Dec 1, 2009 (DVB), Renowned American economist, Joseph Stiglitz, who was awarded the Nobel Prize for economics in 2001, is due to visit Burma in December to advise the military government on poverty reduction.

Stiglitz will arrive in Burma on 15 December where his is due to attend a "development forum" with the senior-level government minister for agriculture and rural development, Major General Htay Oo, and national development minister, Soe Tha.

Bentley Jenson, from the UN Economic and Social Commission for Asia and the Pacific (UNESCAP), confirmed the that, along with local UN staff, Stiglitz will be "taking a development partnership seminar called the Economic Policies for Growth and Poverty Reduction: Lessons Learned from the Region and Beyond".

As well as presiding over the forum, he is planning to visit impoverished rural areas and meet with other UN staff.

Stiglitz, author of 'Globalisation and its Discontents', and several other renowned analyses of the global economic system, is generally critical of completely free-market economics.

He is also famous for conducting a financial appraisal of the controversial US-led invasion of Iraq in 2006, in which he estimated the cost at $US2 trillion.

During his work with the Clinton administration, he coined the 'Third Way' in economics; what effectively became a compromise between free market economics and more state-centred or 'Keynesian' models.

▶ MATERIAL
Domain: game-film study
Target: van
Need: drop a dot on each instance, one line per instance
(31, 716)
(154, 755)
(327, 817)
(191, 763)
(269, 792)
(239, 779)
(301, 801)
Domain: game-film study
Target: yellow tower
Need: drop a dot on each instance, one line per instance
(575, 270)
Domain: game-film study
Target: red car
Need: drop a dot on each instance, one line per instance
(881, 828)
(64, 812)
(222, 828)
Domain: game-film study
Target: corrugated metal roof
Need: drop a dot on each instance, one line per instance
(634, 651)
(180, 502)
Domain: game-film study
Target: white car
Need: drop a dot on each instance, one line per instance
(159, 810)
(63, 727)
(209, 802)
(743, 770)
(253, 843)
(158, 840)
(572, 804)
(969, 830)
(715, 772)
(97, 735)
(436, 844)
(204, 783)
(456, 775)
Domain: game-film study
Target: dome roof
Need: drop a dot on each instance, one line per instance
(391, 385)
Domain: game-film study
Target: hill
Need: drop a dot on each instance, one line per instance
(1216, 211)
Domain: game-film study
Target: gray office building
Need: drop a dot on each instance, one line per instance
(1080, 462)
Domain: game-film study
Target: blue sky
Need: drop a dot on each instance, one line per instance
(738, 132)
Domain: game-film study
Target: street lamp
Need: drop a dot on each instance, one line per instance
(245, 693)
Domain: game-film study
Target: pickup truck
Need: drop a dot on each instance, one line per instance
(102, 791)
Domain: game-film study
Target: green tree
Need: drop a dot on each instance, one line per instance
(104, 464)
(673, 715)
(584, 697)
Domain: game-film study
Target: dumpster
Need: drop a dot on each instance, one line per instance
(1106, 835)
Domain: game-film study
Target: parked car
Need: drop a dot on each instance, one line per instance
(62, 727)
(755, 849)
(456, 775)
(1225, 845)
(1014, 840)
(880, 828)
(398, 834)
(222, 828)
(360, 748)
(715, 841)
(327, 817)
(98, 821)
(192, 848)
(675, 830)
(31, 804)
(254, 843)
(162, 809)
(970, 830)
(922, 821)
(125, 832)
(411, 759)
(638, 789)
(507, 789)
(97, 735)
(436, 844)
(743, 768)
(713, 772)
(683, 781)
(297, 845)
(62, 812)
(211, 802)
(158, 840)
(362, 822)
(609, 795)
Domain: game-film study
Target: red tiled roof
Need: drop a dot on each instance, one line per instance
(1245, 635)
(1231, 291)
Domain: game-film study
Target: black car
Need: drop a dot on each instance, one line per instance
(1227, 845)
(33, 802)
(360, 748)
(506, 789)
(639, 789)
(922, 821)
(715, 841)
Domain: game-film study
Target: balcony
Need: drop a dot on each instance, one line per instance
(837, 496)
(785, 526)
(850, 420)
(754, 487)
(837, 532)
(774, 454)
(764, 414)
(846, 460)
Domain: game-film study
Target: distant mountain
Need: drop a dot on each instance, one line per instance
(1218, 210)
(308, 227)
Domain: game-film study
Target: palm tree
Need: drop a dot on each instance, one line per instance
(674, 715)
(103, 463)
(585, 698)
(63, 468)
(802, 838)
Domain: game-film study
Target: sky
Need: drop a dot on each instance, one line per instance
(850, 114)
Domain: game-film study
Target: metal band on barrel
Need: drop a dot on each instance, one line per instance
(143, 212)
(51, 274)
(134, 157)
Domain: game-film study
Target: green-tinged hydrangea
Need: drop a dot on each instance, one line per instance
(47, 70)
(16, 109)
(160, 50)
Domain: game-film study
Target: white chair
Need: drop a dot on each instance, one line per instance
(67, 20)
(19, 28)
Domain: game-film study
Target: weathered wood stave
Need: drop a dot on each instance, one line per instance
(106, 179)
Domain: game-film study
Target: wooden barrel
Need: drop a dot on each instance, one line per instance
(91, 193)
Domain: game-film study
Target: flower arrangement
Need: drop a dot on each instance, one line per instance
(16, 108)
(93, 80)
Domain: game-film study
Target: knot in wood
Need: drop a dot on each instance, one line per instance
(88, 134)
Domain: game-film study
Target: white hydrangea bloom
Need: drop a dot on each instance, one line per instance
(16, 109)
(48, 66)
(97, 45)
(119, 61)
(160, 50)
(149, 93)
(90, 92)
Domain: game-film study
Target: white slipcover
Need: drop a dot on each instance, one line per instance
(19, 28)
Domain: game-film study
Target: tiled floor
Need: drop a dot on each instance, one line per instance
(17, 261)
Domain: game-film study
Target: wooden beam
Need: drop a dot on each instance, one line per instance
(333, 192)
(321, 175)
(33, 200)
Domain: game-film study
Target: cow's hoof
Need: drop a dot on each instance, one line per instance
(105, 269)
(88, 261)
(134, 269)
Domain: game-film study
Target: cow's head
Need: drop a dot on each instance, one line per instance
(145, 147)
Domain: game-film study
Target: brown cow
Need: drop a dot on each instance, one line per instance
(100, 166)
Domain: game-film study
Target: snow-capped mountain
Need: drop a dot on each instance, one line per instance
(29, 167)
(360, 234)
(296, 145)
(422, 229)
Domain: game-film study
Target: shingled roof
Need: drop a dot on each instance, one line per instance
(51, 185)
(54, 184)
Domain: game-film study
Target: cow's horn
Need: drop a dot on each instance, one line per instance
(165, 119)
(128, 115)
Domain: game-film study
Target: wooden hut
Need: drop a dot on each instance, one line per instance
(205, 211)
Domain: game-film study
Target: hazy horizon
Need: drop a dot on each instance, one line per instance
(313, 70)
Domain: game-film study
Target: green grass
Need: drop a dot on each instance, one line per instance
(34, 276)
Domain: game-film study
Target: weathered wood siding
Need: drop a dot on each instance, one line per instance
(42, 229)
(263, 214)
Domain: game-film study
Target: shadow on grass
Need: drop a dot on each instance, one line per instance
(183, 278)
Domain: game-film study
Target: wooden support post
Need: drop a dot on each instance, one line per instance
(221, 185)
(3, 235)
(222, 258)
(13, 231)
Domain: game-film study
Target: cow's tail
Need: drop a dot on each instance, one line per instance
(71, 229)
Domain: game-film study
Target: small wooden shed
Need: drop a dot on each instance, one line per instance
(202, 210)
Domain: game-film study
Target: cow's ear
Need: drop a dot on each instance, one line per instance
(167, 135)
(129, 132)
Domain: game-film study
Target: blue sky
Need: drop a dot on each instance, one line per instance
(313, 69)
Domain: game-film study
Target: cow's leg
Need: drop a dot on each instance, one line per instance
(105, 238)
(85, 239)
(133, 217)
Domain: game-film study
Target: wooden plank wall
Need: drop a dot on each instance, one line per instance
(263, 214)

▶ WORK TO COMPLETE
a – Render this sentence from the article on Joseph Stiglitz's trip to Burma in Spanish: "Stiglitz, author of 'Globalisation and its Discontents', and several other renowned analyses of the global economic system, is generally critical of completely free-market economics."
b – Condense the article on Joseph Stiglitz's trip to Burma into two sentences.
c – Write the next few paragraphs of the article on Joseph Stiglitz's trip to Burma, picking up after its final sentence.

▶ RESULTS
a – Stiglitz, autor de 'Globalisation and its Discontents' y de varios otros análisis reconocidos del sistema económico mundial, es por lo general crítico de la economía de mercado completamente libre.

b – Nobel-winning economist Joseph Stiglitz is due to visit Burma in December to advise the military government on poverty reduction, attending a development forum with two government ministers and leading a UN seminar on economic policies for growth and poverty reduction. He also plans to visit impoverished rural areas and meet with other UN staff.

c –
He has also acted as Chief Economist at the World Bank, but quit after complaining that the Bank's methods were inappropriate and ineffective for helping the world's poor.

Many will herald this visit as a positive move and a sign that the military junta are prepared to engage with progressive voices on the burning issue of poverty and economic mismanagement. It could also form part of the new engagement policy to Burma that is being sought by Washington.

However, for Dr Wylie Bradford, from Macquarie University's Burma Economic Watch in Australia, the trip could prove fruitless.

"I am not sure what kind of advice you can give them [the military junta] because that presupposes that they have an interest in behaving rationally," he said.

"It's presupposing that somehow the aims of reducing poverty, of economic development, are the aims that [the junta] has, but they have just been getting it spectacularly wrong. In fact their aims are maintaining their power and maintaining their ability to extract wealth from the country".